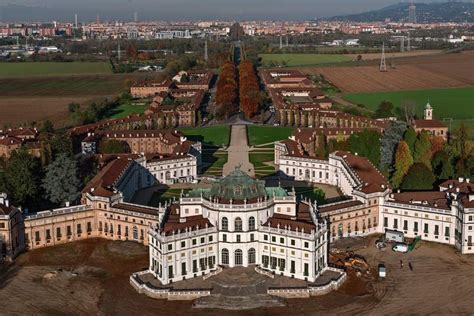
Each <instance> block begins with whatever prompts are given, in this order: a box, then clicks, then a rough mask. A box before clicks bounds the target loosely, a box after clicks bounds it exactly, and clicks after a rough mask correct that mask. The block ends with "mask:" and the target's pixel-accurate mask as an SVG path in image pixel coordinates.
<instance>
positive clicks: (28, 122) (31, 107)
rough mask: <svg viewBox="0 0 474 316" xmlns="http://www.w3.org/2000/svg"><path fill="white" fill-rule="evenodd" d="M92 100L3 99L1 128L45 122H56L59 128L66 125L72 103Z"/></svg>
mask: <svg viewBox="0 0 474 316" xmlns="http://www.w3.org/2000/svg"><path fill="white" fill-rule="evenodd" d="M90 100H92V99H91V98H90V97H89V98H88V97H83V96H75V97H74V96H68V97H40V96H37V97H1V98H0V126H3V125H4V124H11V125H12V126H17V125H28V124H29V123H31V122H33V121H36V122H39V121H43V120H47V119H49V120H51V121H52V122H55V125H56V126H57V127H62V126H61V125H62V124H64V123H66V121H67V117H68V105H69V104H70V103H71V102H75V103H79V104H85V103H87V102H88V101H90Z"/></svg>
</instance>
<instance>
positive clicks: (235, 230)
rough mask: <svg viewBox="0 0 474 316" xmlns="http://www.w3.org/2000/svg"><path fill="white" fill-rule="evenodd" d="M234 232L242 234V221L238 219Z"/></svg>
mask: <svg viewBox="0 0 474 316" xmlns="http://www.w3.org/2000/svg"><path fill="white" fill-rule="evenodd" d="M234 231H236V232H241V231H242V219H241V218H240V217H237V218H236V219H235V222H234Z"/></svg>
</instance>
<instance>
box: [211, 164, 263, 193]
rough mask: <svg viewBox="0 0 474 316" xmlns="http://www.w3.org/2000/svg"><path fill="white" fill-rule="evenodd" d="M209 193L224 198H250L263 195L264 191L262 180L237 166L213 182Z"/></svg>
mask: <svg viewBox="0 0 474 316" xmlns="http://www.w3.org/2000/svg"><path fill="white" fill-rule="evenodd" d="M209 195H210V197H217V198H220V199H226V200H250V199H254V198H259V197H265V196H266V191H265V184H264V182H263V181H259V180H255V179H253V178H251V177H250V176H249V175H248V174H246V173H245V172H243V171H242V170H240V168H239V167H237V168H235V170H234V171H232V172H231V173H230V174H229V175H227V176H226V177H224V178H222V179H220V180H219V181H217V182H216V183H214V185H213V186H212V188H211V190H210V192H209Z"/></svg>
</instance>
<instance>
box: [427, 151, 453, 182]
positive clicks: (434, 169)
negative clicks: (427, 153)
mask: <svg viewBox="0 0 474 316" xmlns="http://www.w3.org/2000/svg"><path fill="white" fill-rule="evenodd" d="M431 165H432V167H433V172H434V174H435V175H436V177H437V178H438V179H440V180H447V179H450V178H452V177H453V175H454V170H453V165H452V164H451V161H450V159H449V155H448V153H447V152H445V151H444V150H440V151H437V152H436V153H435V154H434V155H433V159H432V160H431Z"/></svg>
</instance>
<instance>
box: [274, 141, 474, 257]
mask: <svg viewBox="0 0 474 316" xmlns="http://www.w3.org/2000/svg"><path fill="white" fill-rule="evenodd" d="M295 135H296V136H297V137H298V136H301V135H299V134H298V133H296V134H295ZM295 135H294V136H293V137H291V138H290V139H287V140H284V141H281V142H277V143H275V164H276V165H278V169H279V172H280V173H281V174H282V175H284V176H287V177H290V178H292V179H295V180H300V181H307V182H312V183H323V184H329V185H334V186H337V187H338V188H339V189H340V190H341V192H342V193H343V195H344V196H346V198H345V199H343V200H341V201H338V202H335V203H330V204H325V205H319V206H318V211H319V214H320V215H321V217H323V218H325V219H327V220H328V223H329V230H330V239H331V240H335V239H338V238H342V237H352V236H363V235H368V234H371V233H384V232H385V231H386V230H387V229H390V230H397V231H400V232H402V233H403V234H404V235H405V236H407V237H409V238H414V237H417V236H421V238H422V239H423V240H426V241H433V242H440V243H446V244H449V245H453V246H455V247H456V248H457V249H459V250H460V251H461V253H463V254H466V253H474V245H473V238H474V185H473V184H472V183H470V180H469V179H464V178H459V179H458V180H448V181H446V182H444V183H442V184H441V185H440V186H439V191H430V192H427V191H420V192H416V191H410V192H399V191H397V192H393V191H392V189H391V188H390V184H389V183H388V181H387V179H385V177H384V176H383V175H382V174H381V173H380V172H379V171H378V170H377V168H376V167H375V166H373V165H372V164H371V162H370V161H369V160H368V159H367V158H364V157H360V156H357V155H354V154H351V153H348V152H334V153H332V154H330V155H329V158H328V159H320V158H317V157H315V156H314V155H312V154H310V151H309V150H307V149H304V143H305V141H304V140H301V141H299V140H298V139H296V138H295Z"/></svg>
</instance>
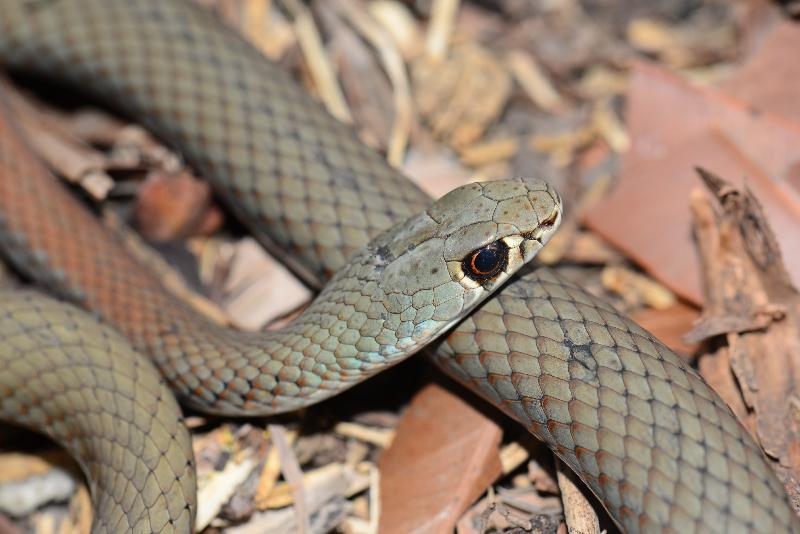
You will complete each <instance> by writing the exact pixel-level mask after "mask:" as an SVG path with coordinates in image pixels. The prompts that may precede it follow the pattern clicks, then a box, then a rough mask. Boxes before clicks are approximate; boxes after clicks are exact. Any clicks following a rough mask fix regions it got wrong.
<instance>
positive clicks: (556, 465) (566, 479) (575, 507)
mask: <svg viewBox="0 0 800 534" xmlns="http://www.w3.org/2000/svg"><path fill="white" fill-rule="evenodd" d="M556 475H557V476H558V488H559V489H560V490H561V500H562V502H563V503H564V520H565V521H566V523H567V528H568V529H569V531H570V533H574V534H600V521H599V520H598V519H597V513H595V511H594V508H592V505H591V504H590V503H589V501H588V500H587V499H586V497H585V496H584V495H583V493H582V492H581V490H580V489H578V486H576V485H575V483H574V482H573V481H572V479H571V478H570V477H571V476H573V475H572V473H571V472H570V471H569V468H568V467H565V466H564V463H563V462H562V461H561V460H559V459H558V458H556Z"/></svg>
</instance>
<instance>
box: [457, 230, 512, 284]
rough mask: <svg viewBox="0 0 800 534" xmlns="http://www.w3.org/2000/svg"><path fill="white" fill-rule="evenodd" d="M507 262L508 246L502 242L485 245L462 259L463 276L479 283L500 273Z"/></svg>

- _Task goal_
Count the lines of the data that contain the word "after". Reply with the number alone.

- _Result_
2